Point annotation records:
────────
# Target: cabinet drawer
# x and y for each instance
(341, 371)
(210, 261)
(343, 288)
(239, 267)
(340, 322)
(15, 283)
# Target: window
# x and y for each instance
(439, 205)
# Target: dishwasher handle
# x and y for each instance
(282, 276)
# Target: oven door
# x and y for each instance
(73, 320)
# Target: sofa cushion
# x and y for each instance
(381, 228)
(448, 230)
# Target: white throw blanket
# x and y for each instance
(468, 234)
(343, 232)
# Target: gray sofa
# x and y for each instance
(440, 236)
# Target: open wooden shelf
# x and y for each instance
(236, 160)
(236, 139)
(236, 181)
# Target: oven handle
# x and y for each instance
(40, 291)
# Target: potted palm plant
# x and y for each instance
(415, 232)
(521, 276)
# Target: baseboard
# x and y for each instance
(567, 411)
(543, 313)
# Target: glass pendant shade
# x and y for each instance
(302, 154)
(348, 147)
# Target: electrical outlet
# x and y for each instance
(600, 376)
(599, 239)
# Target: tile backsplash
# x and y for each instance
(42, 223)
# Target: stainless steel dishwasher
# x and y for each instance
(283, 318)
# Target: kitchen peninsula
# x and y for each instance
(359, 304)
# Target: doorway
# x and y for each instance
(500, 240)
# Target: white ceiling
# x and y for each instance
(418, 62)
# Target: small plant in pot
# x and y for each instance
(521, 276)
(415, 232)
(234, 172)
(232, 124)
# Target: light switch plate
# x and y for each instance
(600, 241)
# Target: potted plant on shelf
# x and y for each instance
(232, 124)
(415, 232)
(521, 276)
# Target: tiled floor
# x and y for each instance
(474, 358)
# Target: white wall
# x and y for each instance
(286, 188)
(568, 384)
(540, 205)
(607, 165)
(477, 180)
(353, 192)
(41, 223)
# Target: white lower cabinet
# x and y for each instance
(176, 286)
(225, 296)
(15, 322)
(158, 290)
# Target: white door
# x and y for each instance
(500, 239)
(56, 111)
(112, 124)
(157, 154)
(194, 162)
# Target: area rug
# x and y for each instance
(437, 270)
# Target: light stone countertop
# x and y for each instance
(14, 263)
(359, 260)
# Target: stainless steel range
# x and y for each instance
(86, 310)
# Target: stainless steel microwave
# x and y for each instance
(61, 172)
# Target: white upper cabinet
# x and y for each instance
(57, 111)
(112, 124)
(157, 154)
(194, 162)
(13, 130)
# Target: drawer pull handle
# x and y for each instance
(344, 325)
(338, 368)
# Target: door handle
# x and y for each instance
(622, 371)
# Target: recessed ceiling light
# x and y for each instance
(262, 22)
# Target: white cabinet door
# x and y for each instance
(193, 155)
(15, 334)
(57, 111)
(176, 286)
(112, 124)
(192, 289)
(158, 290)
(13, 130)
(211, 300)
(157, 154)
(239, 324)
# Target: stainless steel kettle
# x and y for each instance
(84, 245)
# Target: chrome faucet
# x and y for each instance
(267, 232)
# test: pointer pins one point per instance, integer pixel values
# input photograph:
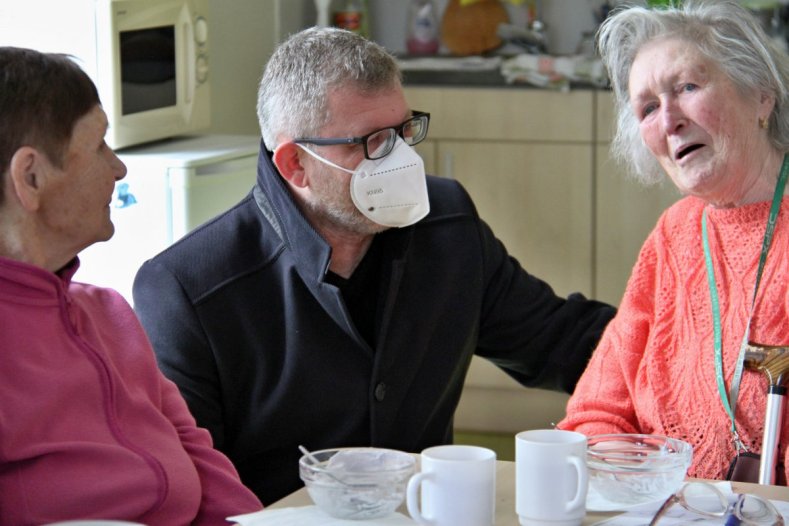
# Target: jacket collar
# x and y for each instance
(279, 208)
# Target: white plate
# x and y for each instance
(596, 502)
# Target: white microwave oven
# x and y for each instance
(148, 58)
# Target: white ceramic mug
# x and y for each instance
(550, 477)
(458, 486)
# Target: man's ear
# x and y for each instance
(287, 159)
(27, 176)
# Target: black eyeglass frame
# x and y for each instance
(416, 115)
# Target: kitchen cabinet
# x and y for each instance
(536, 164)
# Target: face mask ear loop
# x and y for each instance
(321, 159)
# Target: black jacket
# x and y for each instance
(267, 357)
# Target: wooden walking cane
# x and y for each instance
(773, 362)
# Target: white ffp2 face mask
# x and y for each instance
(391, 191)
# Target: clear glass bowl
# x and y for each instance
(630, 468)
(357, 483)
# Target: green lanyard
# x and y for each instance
────────
- What you need to do
Please rewrite all of the rows above as a numbered list, leaving out any blank lines. Don't include the pictures in your answer.

- Full solution
1. # Target: cabinet drawer
2. # x and y for each instance
3. (341, 371)
4. (210, 261)
5. (343, 288)
6. (239, 267)
7. (340, 322)
8. (15, 283)
9. # Target: window
10. # x and y for each instance
11. (439, 205)
12. # Target: dishwasher handle
13. # x and y for each instance
14. (282, 276)
15. # Target: oven door
16. # x and y for each instance
17. (73, 320)
18. # Target: sofa cushion
19. # x and y for each instance
20. (381, 228)
21. (448, 230)
22. # Target: white throw blanket
23. # x and y for each instance
24. (468, 234)
25. (343, 232)
26. # Target: gray sofa
27. # x and y for each instance
28. (440, 236)
29. # Target: open wooden shelf
30. # x and y for each instance
31. (236, 160)
32. (236, 139)
33. (236, 181)
34. # Target: oven handle
35. # x and y for each instance
36. (40, 291)
37. # Target: potted palm plant
38. # x and y for each instance
39. (415, 232)
40. (521, 276)
41. # Target: baseboard
42. # x and y for each instance
43. (567, 411)
44. (543, 313)
45. # Target: glass pendant shade
46. # x and y for each instance
47. (302, 154)
48. (348, 147)
49. # Target: electrical outlet
50. # x and y for each instance
51. (600, 376)
52. (599, 239)
53. # Target: tile backsplash
54. # x and y for each instance
55. (42, 223)
56. # Target: stainless steel dishwasher
57. # x and y for each instance
58. (283, 318)
59. # Target: kitchen peninsula
60. # x and y for each instance
61. (359, 304)
62. # Target: doorway
63. # x and y for each instance
64. (500, 240)
65. # Target: white ceiling
66. # x and y for each instance
67. (418, 62)
68. # Target: small plant in pot
69. # x and y for each instance
70. (521, 276)
71. (415, 232)
72. (234, 172)
73. (232, 124)
74. # Target: light switch plate
75. # x and y for each instance
76. (600, 241)
77. # Target: potted plant on shelf
78. # x and y for each instance
79. (232, 124)
80. (415, 232)
81. (521, 276)
82. # Target: tiled floor
83. # x and y for each instance
84. (474, 358)
85. # Target: white wall
86. # x and y for each instance
87. (286, 188)
88. (568, 384)
89. (540, 205)
90. (607, 165)
91. (477, 180)
92. (353, 192)
93. (41, 223)
94. # Target: white lower cabinet
95. # x and y for each instance
96. (176, 286)
97. (225, 296)
98. (15, 322)
99. (158, 290)
100. # Target: white door
101. # x and y for each instance
102. (500, 239)
103. (56, 111)
104. (112, 124)
105. (157, 154)
106. (194, 162)
107. # Target: area rug
108. # x and y for each instance
109. (437, 270)
110. # Target: light stone countertop
111. # x and y for each instance
112. (14, 263)
113. (359, 260)
114. # Target: stainless steel range
115. # x and y for each instance
116. (86, 310)
117. # Target: stainless steel microwave
118. # x and y for each instance
119. (61, 172)
120. # Target: white upper cabinet
121. # x and y for each instance
122. (57, 111)
123. (112, 124)
124. (157, 154)
125. (194, 162)
126. (13, 130)
127. # Target: drawer pull handle
128. # x and y for each instance
129. (344, 325)
130. (338, 368)
131. # Target: door handle
132. # x and y for each instance
133. (622, 371)
134. # Target: recessed ceiling light
135. # x and y for each instance
136. (262, 22)
137. # Target: white cabinet door
138. # x and y for each instance
139. (193, 155)
140. (15, 334)
141. (57, 111)
142. (176, 286)
143. (112, 124)
144. (192, 289)
145. (158, 290)
146. (13, 130)
147. (211, 300)
148. (157, 154)
149. (239, 324)
150. # Target: stainless steel kettle
151. # x and y for each instance
152. (84, 245)
153. # Target: chrome faucet
154. # x and y for each instance
155. (267, 232)
156. # test: pointer pins one point per instance, integer pixel values
157. # input photograph:
158. # Target: jacket collar
159. # x and y for each instance
160. (279, 208)
161. # Target: white plate
162. # x and y for each instance
163. (596, 502)
164. # Target: white microwave oven
165. # x and y for each instance
166. (148, 58)
167. # Target: white ceramic mug
168. # x and y for each instance
169. (550, 477)
170. (458, 486)
171. # Target: man's ear
172. # x and y for each instance
173. (287, 159)
174. (27, 176)
175. # Target: black eyeglass frame
176. # x and y for each instance
177. (416, 115)
178. # Target: kitchen cabinet
179. # x and y for each instance
180. (536, 164)
181. # Target: face mask ear loop
182. # x and y for each instance
183. (321, 159)
184. # Target: black jacket
185. # x and y for each instance
186. (267, 357)
187. # Target: wooden walking cane
188. # x and y for each instance
189. (773, 362)
190. # Target: white ffp2 face mask
191. # x and y for each instance
192. (391, 191)
193. # Target: clear glass bowl
194. # x and y for each instance
195. (630, 468)
196. (357, 483)
197. # Target: green lanyard
198. # x and y for each instance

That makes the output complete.